▶ **REQUIRED TASK**: Keep only the lines below that contain the word "black", copying each one in full.

▶ **RECORD EXTRACTS**:
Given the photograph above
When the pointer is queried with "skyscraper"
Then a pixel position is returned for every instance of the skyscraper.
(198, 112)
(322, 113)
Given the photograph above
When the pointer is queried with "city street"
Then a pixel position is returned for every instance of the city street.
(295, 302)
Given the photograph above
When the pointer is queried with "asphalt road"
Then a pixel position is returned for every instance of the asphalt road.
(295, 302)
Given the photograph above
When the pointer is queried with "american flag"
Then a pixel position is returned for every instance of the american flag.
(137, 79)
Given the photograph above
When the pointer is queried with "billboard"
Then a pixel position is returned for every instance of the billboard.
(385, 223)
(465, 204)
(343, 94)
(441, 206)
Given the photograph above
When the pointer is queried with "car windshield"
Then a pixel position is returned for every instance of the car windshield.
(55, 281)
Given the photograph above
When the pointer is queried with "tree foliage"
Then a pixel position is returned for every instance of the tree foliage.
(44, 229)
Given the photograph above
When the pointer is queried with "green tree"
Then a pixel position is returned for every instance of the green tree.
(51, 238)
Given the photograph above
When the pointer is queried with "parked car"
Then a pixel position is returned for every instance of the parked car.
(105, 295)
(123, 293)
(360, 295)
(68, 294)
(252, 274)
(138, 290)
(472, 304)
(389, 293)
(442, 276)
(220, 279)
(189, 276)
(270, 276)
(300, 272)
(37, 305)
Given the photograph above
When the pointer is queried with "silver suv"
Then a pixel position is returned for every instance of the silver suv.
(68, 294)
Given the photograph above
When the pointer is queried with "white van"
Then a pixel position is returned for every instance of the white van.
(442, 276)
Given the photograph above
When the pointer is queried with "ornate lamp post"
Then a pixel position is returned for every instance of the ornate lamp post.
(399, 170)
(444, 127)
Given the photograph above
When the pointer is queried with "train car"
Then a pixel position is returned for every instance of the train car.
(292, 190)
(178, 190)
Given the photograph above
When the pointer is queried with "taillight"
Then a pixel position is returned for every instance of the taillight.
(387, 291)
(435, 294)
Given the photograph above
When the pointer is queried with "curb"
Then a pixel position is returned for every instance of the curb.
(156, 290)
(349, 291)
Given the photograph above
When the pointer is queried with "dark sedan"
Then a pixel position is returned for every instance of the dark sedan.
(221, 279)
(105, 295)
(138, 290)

* * *

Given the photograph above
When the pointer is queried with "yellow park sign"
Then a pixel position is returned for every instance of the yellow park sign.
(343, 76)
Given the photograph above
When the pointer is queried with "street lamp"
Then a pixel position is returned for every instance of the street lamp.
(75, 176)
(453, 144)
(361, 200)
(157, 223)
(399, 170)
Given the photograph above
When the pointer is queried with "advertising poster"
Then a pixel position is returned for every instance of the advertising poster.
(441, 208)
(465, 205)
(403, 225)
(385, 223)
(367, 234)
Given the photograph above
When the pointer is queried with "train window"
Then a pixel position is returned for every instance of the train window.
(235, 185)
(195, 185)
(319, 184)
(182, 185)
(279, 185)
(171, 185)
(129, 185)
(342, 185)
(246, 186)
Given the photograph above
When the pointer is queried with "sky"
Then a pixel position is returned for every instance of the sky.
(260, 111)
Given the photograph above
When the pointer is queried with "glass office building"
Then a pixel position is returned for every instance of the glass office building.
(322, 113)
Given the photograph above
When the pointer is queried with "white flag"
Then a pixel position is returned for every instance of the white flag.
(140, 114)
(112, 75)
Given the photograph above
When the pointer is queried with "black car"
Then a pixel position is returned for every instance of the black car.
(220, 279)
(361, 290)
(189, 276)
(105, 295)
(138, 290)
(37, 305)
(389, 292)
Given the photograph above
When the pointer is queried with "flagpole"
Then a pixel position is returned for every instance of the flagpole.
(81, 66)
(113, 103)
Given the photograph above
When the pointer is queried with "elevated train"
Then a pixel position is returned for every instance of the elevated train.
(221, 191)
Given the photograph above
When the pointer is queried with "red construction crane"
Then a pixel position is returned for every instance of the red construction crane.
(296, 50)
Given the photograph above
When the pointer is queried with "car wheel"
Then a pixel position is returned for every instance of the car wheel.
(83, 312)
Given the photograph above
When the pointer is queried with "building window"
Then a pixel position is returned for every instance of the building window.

▶ **RESULT**:
When the pointer is queried with "black car"
Then a pixel position is returned for every instance of the black car.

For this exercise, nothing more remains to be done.